Segmentation mask data
● ● ● ● ● ● ●
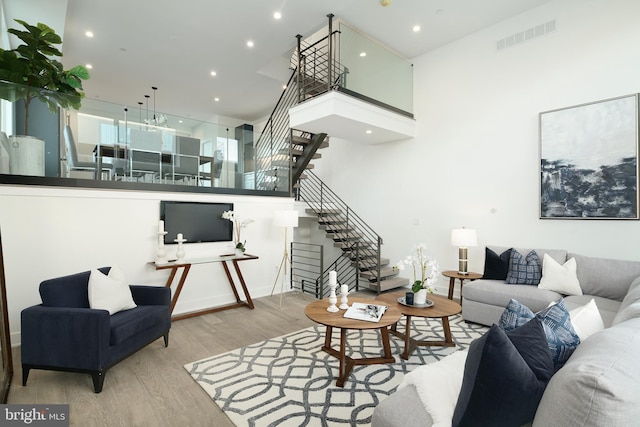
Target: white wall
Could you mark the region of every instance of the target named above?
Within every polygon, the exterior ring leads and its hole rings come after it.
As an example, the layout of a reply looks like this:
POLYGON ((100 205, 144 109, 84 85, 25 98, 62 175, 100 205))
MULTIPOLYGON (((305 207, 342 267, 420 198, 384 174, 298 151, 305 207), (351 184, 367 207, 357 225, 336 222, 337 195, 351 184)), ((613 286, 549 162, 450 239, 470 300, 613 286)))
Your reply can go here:
POLYGON ((539 219, 538 155, 540 112, 640 92, 638 16, 637 0, 556 0, 415 58, 416 138, 332 138, 315 172, 380 233, 392 262, 425 242, 457 269, 449 236, 463 225, 478 231, 473 271, 487 244, 640 260, 639 221, 539 219), (497 51, 554 19, 555 32, 497 51))
MULTIPOLYGON (((255 220, 243 228, 242 239, 247 252, 260 259, 240 266, 252 297, 271 293, 283 244, 273 212, 292 209, 292 199, 0 186, 12 344, 20 342, 20 311, 41 302, 38 286, 45 279, 118 265, 131 283, 163 286, 169 270, 156 271, 148 264, 155 259, 160 200, 232 202, 238 215, 255 220)), ((175 247, 167 246, 169 257, 175 247)), ((186 259, 230 253, 232 248, 232 242, 187 244, 186 259)), ((177 279, 174 290, 175 284, 177 279)), ((222 265, 194 265, 174 314, 230 302, 235 298, 222 265)))

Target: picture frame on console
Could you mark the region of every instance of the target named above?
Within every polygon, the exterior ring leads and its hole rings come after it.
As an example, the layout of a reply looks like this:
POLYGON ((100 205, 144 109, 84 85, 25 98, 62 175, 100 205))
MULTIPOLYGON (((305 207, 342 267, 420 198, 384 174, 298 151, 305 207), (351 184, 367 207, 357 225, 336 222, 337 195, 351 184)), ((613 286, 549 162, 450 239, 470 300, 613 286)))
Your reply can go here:
POLYGON ((542 112, 541 219, 638 216, 638 94, 542 112))

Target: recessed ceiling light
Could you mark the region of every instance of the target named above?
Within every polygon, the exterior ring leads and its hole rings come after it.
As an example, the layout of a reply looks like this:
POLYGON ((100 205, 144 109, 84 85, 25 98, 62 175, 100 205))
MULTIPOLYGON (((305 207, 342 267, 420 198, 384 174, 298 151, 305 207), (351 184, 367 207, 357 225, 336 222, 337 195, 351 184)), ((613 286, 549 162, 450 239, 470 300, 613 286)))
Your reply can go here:
POLYGON ((365 131, 365 133, 368 135, 368 134, 370 134, 370 133, 373 133, 373 131, 372 131, 371 129, 367 129, 367 130, 365 131))
POLYGON ((93 31, 87 31, 84 33, 84 35, 87 37, 93 37, 93 31))
POLYGON ((287 85, 282 85, 282 89, 287 89, 287 85))
POLYGON ((280 18, 282 18, 282 14, 280 12, 273 13, 273 19, 280 19, 280 18))
POLYGON ((217 76, 217 75, 218 75, 218 73, 216 73, 215 71, 212 71, 212 72, 211 72, 211 75, 215 77, 215 76, 217 76))
POLYGON ((247 42, 247 47, 253 47, 253 41, 252 40, 249 40, 247 42))
POLYGON ((420 29, 421 29, 421 28, 420 28, 420 25, 414 25, 414 26, 413 26, 413 32, 414 32, 414 33, 418 33, 418 32, 420 32, 420 29))
POLYGON ((215 98, 213 98, 214 101, 219 102, 220 98, 218 98, 217 96, 215 98))
POLYGON ((85 65, 85 67, 87 67, 88 69, 92 69, 92 68, 93 68, 93 65, 91 65, 91 64, 87 64, 87 65, 85 65))
POLYGON ((182 123, 182 120, 178 120, 178 123, 182 123))
POLYGON ((367 56, 367 52, 360 52, 360 56, 364 58, 365 56, 367 56))

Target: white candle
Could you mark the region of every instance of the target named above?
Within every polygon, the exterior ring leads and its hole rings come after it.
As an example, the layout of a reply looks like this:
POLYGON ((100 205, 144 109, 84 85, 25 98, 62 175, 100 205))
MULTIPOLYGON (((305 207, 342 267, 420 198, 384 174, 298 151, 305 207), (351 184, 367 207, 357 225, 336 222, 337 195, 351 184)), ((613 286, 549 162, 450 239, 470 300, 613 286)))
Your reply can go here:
● ● ● ● ● ● ●
» **About this exercise**:
Write out all the entries word for word, but drop the pictures.

» **Finished exercise**:
Target: white wall
Could you mark the region of every instance of the target named above?
Within every polygon, the exterior ring leads and its hole rings come after it.
As an example, the layout of a reply looks like this:
POLYGON ((100 205, 144 109, 84 85, 25 98, 62 175, 100 205))
MULTIPOLYGON (((305 207, 342 267, 420 198, 384 174, 298 151, 305 207), (351 184, 367 207, 357 225, 336 222, 337 195, 351 184)), ((613 286, 549 162, 450 239, 470 300, 613 286)))
Your reply can go here:
POLYGON ((539 219, 538 155, 540 112, 640 92, 638 16, 637 0, 556 0, 415 58, 416 138, 332 138, 315 172, 380 233, 392 262, 425 242, 457 269, 449 236, 463 225, 478 231, 473 271, 487 244, 640 260, 639 221, 539 219), (497 51, 554 19, 555 32, 497 51))
MULTIPOLYGON (((255 220, 243 228, 242 239, 247 252, 260 259, 240 266, 252 297, 271 293, 283 244, 273 212, 292 209, 292 199, 0 186, 12 344, 20 342, 20 311, 41 302, 38 286, 45 279, 118 265, 131 283, 163 286, 169 270, 156 271, 148 264, 155 259, 160 200, 232 202, 238 215, 255 220)), ((175 247, 167 246, 169 257, 175 247)), ((186 259, 230 253, 232 248, 232 242, 187 244, 186 259)), ((177 279, 174 290, 175 284, 177 279)), ((222 265, 194 265, 174 314, 230 302, 235 298, 222 265)))

Target: picture frame on console
Could you mark the region of every instance of the target named above?
Within every polygon, the exterior ring leads and its hole rings come after it.
As an example, the layout of a reply looks like this:
POLYGON ((100 205, 144 109, 84 85, 25 98, 62 175, 100 205))
MULTIPOLYGON (((305 207, 342 267, 420 198, 384 174, 298 151, 305 207), (351 184, 367 207, 357 225, 336 222, 337 195, 351 184)), ((613 286, 549 162, 450 239, 470 300, 613 286)))
Your reply can go here:
POLYGON ((542 112, 541 219, 638 216, 638 94, 542 112))

Target: recessed ceiling light
Could you mark the region of every instance of the target named above?
Within every polygon, the exterior ring leads and its hole rings come after it.
As an example, the layout of a reply looks like this:
POLYGON ((100 205, 144 109, 84 85, 25 98, 62 175, 100 205))
MULTIPOLYGON (((305 207, 342 267, 420 198, 384 174, 298 151, 305 207), (351 184, 367 207, 357 225, 336 222, 337 195, 351 184)), ((613 286, 549 162, 450 239, 470 300, 613 286)))
Your reply can go here:
POLYGON ((365 131, 365 133, 368 135, 368 134, 370 134, 370 133, 373 133, 373 131, 372 131, 371 129, 367 129, 367 130, 365 131))
POLYGON ((93 31, 87 31, 84 33, 84 35, 87 37, 93 37, 93 31))
POLYGON ((287 85, 282 85, 282 89, 287 89, 287 85))
POLYGON ((280 18, 282 18, 282 14, 280 12, 273 13, 273 19, 280 19, 280 18))
POLYGON ((217 76, 217 75, 218 75, 218 73, 216 73, 215 71, 212 71, 212 72, 211 72, 211 75, 215 77, 215 76, 217 76))
POLYGON ((247 42, 247 47, 253 47, 253 41, 252 40, 249 40, 247 42))
POLYGON ((420 29, 421 29, 421 28, 420 28, 420 25, 414 25, 414 26, 413 26, 413 32, 414 32, 414 33, 418 33, 418 32, 420 32, 420 29))
POLYGON ((215 98, 213 98, 214 101, 219 102, 220 98, 218 98, 217 96, 215 98))
POLYGON ((85 65, 85 67, 87 67, 88 69, 92 69, 92 68, 93 68, 93 65, 91 65, 91 64, 87 64, 87 65, 85 65))
POLYGON ((182 123, 182 120, 178 120, 178 123, 182 123))
POLYGON ((367 56, 367 52, 360 52, 360 56, 364 58, 365 56, 367 56))

Target: white candle
Could you mark the region of every instance of the target named above?
Within every polygon, the exterior ring leads and its hole rings come after it.
As an example, the layout of a reply looks like this:
POLYGON ((100 205, 144 109, 84 85, 25 98, 62 175, 100 205))
MULTIPOLYGON (((305 207, 342 267, 420 198, 384 174, 298 151, 305 207), (351 184, 367 207, 357 225, 336 222, 337 195, 351 184)), ((613 286, 549 162, 450 239, 470 300, 613 286)))
Your reply can go here:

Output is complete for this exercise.